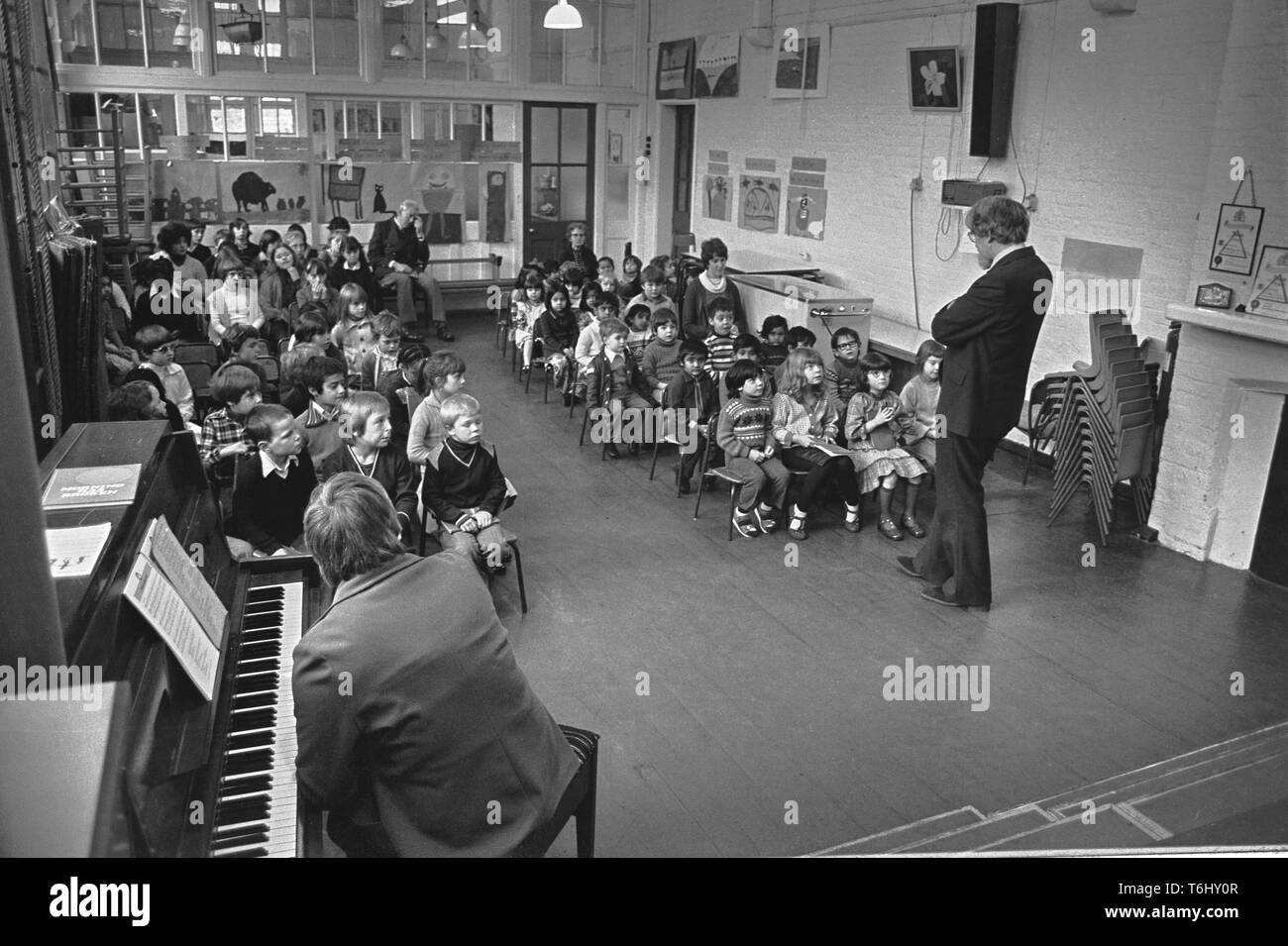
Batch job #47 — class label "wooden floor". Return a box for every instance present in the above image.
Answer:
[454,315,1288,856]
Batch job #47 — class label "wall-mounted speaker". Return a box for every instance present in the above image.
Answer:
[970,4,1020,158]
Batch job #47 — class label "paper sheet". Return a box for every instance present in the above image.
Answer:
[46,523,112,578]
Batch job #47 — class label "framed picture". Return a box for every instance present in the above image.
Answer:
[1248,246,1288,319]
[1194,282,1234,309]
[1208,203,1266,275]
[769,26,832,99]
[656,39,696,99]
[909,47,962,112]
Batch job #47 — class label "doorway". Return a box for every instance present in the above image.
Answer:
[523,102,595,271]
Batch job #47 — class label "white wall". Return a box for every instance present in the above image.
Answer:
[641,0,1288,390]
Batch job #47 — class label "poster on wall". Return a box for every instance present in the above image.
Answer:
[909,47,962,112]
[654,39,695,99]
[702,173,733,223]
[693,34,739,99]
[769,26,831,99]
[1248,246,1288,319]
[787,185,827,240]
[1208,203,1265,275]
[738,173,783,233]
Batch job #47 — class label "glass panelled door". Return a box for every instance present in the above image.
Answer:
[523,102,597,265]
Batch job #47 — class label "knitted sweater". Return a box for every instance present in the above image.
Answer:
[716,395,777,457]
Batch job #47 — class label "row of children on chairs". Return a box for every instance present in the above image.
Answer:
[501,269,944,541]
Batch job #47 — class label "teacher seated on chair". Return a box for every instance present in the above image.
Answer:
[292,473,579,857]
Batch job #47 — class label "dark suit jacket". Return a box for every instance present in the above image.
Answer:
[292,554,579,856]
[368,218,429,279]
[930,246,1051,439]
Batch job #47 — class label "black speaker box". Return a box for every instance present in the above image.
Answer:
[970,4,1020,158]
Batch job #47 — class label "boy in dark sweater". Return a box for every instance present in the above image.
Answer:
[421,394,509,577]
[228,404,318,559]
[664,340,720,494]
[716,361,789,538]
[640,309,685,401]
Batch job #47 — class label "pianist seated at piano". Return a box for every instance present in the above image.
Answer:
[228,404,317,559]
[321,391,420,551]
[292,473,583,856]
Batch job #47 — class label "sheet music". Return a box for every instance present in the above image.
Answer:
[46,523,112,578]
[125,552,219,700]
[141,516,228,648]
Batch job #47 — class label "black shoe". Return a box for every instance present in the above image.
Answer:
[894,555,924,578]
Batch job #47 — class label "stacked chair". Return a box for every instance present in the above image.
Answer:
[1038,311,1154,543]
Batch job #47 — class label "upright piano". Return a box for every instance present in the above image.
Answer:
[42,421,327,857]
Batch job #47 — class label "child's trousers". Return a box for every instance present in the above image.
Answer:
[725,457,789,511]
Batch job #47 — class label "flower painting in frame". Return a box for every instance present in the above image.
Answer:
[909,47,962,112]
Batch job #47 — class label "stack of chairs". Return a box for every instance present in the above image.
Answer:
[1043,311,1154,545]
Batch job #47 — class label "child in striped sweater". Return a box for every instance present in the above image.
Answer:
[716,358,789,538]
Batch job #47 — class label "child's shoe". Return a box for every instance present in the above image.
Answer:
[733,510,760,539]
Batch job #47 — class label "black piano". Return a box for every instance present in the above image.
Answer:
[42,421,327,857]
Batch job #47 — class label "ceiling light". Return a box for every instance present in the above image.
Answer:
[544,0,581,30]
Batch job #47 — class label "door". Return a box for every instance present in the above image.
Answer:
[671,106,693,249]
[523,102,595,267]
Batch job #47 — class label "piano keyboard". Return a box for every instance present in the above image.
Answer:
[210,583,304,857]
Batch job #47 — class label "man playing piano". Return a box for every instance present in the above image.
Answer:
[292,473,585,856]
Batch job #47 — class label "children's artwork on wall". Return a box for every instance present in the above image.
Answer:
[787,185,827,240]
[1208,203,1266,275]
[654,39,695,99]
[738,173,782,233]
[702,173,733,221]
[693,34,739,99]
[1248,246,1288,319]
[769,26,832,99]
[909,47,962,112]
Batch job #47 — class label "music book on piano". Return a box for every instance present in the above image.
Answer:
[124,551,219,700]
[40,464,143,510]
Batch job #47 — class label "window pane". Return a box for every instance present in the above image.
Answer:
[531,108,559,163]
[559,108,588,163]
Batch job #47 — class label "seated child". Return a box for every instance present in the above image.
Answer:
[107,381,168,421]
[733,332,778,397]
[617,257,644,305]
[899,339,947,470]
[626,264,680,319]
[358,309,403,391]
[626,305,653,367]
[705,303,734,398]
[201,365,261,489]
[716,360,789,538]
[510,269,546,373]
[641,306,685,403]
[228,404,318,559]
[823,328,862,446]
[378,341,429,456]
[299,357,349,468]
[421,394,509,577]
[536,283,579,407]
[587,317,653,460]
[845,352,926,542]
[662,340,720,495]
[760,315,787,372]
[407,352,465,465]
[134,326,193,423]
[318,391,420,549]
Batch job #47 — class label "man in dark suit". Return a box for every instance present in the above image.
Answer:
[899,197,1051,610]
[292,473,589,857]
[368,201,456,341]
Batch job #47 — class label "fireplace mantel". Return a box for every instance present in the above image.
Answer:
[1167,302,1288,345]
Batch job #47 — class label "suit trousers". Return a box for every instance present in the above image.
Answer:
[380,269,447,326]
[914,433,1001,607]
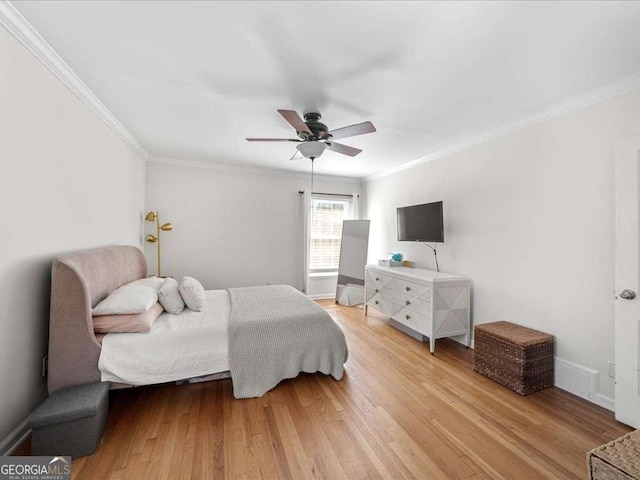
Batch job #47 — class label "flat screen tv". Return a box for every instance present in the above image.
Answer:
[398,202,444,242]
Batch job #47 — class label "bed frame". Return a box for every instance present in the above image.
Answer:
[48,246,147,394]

* _To do_: Please put every line of the data above into a JSON list of strings, one string per line, skipping blank lines and leaving out the pictures.

* _Answer to this problem_:
[
  "Batch job #47 — class label \"wooden floor\". Return a box for every instance present in the above image.",
  "Answer:",
  "[454,315,1288,856]",
  "Batch job #47 — class label \"wall-mounted speaker\". Return a box for every instance present in the above image.",
  "Answer:",
  "[970,4,1020,158]",
  "Batch job #47 — class label \"paper sheet\". Return a box for every instance present in the above image.",
  "Answer:",
  "[46,523,112,578]",
  "Batch job #47 — class label \"framed picture\". Return a box for every instance present in the above image.",
  "Answer:",
  "[1248,246,1288,319]",
  "[1194,282,1234,309]",
  "[1208,203,1266,275]",
  "[769,26,832,99]",
  "[656,39,696,99]",
  "[909,47,962,112]",
  "Batch job #47 — class label \"doorway\". Return a box for every instance present in the above image.",
  "Answer:",
  "[523,102,595,271]",
  "Batch job #47 — class label \"white wall\". Return a box for every instance present in the above image.",
  "Answer:",
  "[641,0,1288,390]",
  "Batch job #47 — class label \"poster on wall\". Return a box for every instance present in the above image.",
  "Answer:",
  "[909,47,962,112]",
  "[654,39,695,99]",
  "[702,173,733,223]",
  "[693,34,739,99]",
  "[769,26,831,99]",
  "[1248,246,1288,319]",
  "[787,185,827,240]",
  "[1208,203,1265,275]",
  "[738,173,783,233]",
  "Batch job #47 — class label \"glass panelled door\". Return a box for every instance present in the above image.",
  "Answer:",
  "[523,102,597,265]",
  "Batch job #47 — class label \"knitted sweater\". Return a box for every instance present in the above image.",
  "Answer:",
  "[716,395,777,457]",
  "Batch job #47 — class label \"row of children on chairs\". Return a box for every instance present in the above image.",
  "Answer:",
  "[501,269,944,541]",
  "Batch job #47 — class label \"teacher seated on chair\". Return a box for every instance present in the above image.",
  "Answer:",
  "[292,473,579,857]",
  "Batch job #47 — class label \"dark suit jacket\". Return a box for every instance present in the above image.",
  "Answer:",
  "[292,554,579,856]",
  "[368,218,429,279]",
  "[930,246,1051,439]",
  "Batch job #47 — class label \"black speaker box\". Return a box for every instance present in the above image.",
  "Answer:",
  "[970,4,1020,158]",
  "Batch job #47 — class label \"boy in dark sweater\". Return a box for every instance present in the above image.",
  "Answer:",
  "[421,394,509,577]",
  "[228,404,318,559]",
  "[664,340,720,494]",
  "[716,361,789,538]",
  "[640,309,685,401]",
  "Batch job #47 — class label \"pianist seated at piano\". Return a box for every instance present in the above image.",
  "Answer:",
  "[228,404,317,559]",
  "[321,391,420,551]",
  "[292,473,583,856]",
  "Batch job #47 — class label \"sheet music\". Return a box for every instance present in the above image.",
  "Answer:",
  "[46,523,112,578]",
  "[125,552,219,700]",
  "[141,516,228,648]",
  "Batch job #47 — class label \"black shoe\". Return a box for every instance present in the above image.",
  "Answer:",
  "[894,555,924,578]",
  "Batch job #47 — class label \"stacked chair\". Return a box for every instance present in the above image.",
  "Answer:",
  "[1038,311,1154,543]",
  "Batch job #47 — class label \"upright piano\". Return a box for every instance present in the above image.",
  "Answer:",
  "[42,421,327,857]",
  "Batch job #47 — class label \"child's trousers\". Return a box for every instance present in the above image.",
  "Answer:",
  "[725,457,789,511]",
  "Batch job #47 — class label \"flower painting in frame\". Return a box for every instance present in the above image.",
  "Answer:",
  "[909,47,962,112]",
  "Batch job #47 — class label \"stack of chairs\". Return a box for every instance present in the above image.",
  "Answer:",
  "[1043,311,1154,545]",
  "Batch job #47 — class label \"child in striped sweater\". Return a box for every instance present in the above image.",
  "Answer:",
  "[716,358,789,538]",
  "Batch job #47 — class label \"child's shoe\". Return a box for every instance present in the above image.",
  "Answer:",
  "[733,510,760,539]",
  "Batch job #47 — class label \"black piano\". Return a box for every instance present in the above image.",
  "Answer:",
  "[42,421,327,857]",
  "Batch job #47 — class label \"ceiling light\". Return a box for every instance present in the above image.",
  "Answer:",
  "[544,0,581,30]",
  "Batch job #47 — class label \"door\". Return a box for every instance present in the above image.",
  "Answer:",
  "[671,106,693,249]",
  "[523,102,595,267]",
  "Batch job #47 — class label \"piano keyboard\". Return a box for every instance present in the above image.",
  "Answer:",
  "[210,583,304,857]",
  "Batch job #47 — class label \"man playing piano\". Return a box for every instance present in the above image.",
  "Answer:",
  "[292,473,585,856]",
  "Batch job #47 — class label \"children's artwork on wall\". Return a box for every instance present in the above image.",
  "Answer:",
  "[787,185,827,240]",
  "[1208,203,1266,275]",
  "[654,39,695,99]",
  "[738,173,782,233]",
  "[702,173,733,221]",
  "[693,34,739,99]",
  "[1248,246,1288,319]",
  "[769,26,832,99]",
  "[909,47,962,112]",
  "Batch job #47 — class label \"music book on piano\". Return a box for every instance present in the above image.",
  "Answer:",
  "[124,551,219,700]",
  "[40,464,143,510]",
  "Batch job #47 — class label \"window pane\". Return a box for every instance present in the above image.",
  "Answer:",
  "[531,108,559,163]",
  "[559,108,588,163]",
  "Batch job #47 — class label \"seated child\". Return a box for every instance present in the above image.",
  "Answer:",
  "[107,381,168,421]",
  "[733,332,778,397]",
  "[617,257,644,305]",
  "[899,339,947,470]",
  "[626,264,680,319]",
  "[358,309,403,391]",
  "[626,305,653,367]",
  "[705,303,734,398]",
  "[201,365,261,489]",
  "[716,360,789,538]",
  "[510,269,546,373]",
  "[641,306,685,403]",
  "[228,404,318,559]",
  "[823,328,862,446]",
  "[378,341,429,456]",
  "[299,357,349,468]",
  "[421,394,509,577]",
  "[536,283,579,407]",
  "[587,317,653,460]",
  "[845,352,926,542]",
  "[662,340,720,495]",
  "[760,315,787,372]",
  "[407,352,465,465]",
  "[134,326,193,423]",
  "[318,391,420,549]",
  "Batch job #47 — class label \"man in dark suit\". Return a box for every instance present in the above image.",
  "Answer:",
  "[899,197,1051,610]",
  "[292,473,589,857]",
  "[368,201,456,341]",
  "Batch job #47 — class label \"fireplace mantel\". Return a box for every instance present in the above image.",
  "Answer:",
  "[1167,302,1288,345]",
  "Batch job #47 — class label \"suit trousers\". Return a box for every instance present in the above image.",
  "Answer:",
  "[380,269,447,326]",
  "[914,433,1001,607]",
  "Batch job #47 — class label \"flat screen tv\". Return a box for every instance present in the above image.",
  "Answer:",
  "[398,202,444,242]",
  "Batch job #47 — class label \"bed frame\". Return a box for every instance present in the above image.",
  "Answer:",
  "[48,246,147,394]"
]